» **Problem details**: Restate the records that follow. Every word must match.

Data excerpts:
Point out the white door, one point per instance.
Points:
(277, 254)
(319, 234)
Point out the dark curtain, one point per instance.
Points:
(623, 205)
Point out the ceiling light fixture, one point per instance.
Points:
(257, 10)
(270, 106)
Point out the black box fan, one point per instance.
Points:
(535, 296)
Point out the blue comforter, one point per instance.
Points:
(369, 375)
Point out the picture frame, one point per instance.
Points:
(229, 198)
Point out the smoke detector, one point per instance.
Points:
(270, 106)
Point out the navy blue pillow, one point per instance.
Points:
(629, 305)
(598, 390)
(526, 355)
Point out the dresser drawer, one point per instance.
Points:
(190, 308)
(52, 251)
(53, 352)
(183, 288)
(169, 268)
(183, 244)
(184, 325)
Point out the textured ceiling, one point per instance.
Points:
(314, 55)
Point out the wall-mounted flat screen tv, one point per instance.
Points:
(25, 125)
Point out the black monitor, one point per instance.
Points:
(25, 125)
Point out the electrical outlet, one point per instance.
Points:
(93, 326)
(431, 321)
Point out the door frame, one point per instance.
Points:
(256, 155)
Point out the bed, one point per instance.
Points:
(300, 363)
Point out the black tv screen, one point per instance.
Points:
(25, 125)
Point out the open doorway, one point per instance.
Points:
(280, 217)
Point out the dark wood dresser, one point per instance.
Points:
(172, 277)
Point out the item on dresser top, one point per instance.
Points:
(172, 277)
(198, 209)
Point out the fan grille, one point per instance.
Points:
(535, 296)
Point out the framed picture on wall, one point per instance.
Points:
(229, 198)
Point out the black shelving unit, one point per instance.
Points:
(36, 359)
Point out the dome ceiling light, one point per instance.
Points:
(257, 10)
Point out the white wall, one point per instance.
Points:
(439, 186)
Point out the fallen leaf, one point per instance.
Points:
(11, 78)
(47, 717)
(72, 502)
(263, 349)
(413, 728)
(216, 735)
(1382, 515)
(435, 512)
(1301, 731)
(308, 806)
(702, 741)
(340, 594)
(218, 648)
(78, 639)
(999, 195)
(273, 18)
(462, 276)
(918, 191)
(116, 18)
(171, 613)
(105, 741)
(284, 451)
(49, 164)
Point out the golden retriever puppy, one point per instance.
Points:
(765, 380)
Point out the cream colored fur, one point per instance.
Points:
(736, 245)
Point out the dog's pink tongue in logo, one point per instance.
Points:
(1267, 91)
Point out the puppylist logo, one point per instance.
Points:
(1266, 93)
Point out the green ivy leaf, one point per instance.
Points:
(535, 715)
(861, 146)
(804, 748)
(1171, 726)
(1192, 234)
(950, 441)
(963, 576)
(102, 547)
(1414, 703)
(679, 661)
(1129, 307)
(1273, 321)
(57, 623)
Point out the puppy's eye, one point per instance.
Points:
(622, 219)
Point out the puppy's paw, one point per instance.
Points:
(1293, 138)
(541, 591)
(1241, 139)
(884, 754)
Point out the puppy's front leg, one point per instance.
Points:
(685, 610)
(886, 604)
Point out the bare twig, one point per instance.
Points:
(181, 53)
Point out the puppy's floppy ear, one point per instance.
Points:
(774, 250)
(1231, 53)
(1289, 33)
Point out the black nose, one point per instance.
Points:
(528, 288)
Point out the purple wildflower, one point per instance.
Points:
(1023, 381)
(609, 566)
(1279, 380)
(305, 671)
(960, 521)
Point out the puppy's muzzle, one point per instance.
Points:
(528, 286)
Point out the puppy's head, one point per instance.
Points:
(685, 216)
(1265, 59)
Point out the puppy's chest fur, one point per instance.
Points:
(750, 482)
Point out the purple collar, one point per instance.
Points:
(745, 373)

» **Exercise result**:
Point out the white door, one point per instance.
Points:
(277, 254)
(319, 234)
Point out the dark curtain, one point per instance.
Points:
(623, 205)
Point out the ceiling light fixture, one point per instance.
Points:
(257, 10)
(270, 106)
Point out the black box fan, one point per instance.
Points:
(535, 296)
Point out the blue comforter, one point per instance.
Points:
(369, 375)
Point out the picture frame, one point per instance.
Points:
(229, 198)
Point out the smoke detector, one point per instance.
Points:
(270, 106)
Point out the navy blue pillow, one point per instance.
Points:
(629, 305)
(598, 390)
(526, 355)
Point out the dresser drawer, one point per instance.
Points:
(190, 308)
(52, 251)
(53, 352)
(183, 288)
(169, 268)
(183, 244)
(184, 325)
Point out the textured ceiling, one point per instance.
Points:
(314, 55)
Point out the wall-mounted flat screen tv, one point per instance.
Points:
(25, 125)
Point out the black monitor, one point per instance.
Points:
(25, 125)
Point out the electrical outlet, one point per instance.
Points:
(93, 326)
(431, 321)
Point out the door frame, one point per instance.
Points:
(256, 155)
Point out the bed, one point per instance.
Points:
(300, 363)
Point out the black tv screen, one point per instance.
Points:
(25, 125)
Point out the open doorway, one point per instance.
Points:
(280, 217)
Point out the dark wood dresser, one point per instance.
Points:
(172, 277)
Point out the item on dresser top, one point per instance.
Points:
(172, 277)
(198, 209)
Point out the fan grille, one point per instance.
Points:
(535, 296)
Point out the framed picture on wall, one point per instance.
Points:
(229, 198)
Point out the black shelving unit, one point per instance.
Points:
(36, 359)
Point out the dome ceiling light, one point per instance.
Points:
(257, 10)
Point out the white wall, one point per instance.
Points:
(439, 186)
Point out the fallen leaf, one point per instance.
Points:
(11, 78)
(47, 717)
(72, 502)
(263, 349)
(413, 728)
(216, 735)
(1382, 515)
(435, 512)
(1301, 731)
(308, 806)
(702, 741)
(340, 594)
(218, 648)
(78, 639)
(999, 195)
(273, 18)
(462, 276)
(918, 191)
(116, 18)
(171, 613)
(105, 741)
(284, 451)
(49, 164)
Point out the golden retriever puppy, one point per instance.
Points:
(765, 380)
Point out the cream colored fur, one point per instance.
Points:
(736, 245)
Point out the dog's pink tongue in logo, one point per instance.
Points:
(1267, 91)
Point out the puppylist logo, one point per instance.
Points:
(1266, 93)
Point out the green ivy leaf, one point per instance.
Points:
(535, 715)
(861, 146)
(804, 748)
(1171, 726)
(1192, 234)
(950, 441)
(963, 576)
(102, 547)
(1414, 703)
(679, 661)
(1129, 307)
(1273, 321)
(57, 623)
Point out the puppy's eye, one point per instance.
Points:
(622, 219)
Point out the puppy's paw, one point per instance.
Points:
(1293, 138)
(541, 591)
(1241, 139)
(884, 754)
Point out the puppy's front leg, one point per instance.
Points:
(685, 610)
(886, 604)
Point out the bare twig, one point per instance.
Points:
(181, 53)
Point out the puppy's floppy ear, one point per instance.
Points:
(774, 250)
(1231, 53)
(1289, 33)
Point out the black nose, one point per instance.
Points:
(528, 288)
Point out the purple wildflower, one point per instance.
Points:
(1023, 381)
(609, 566)
(1279, 380)
(305, 671)
(960, 521)
Point out the puppy's muzzle, one point per instance.
Points:
(528, 286)
Point out the puppy's head, one point per instance.
Points:
(685, 216)
(1265, 59)
Point out the puppy's chest fur, one point per instance.
Points:
(750, 482)
Point out the purple collar, one point per instance.
Points:
(745, 373)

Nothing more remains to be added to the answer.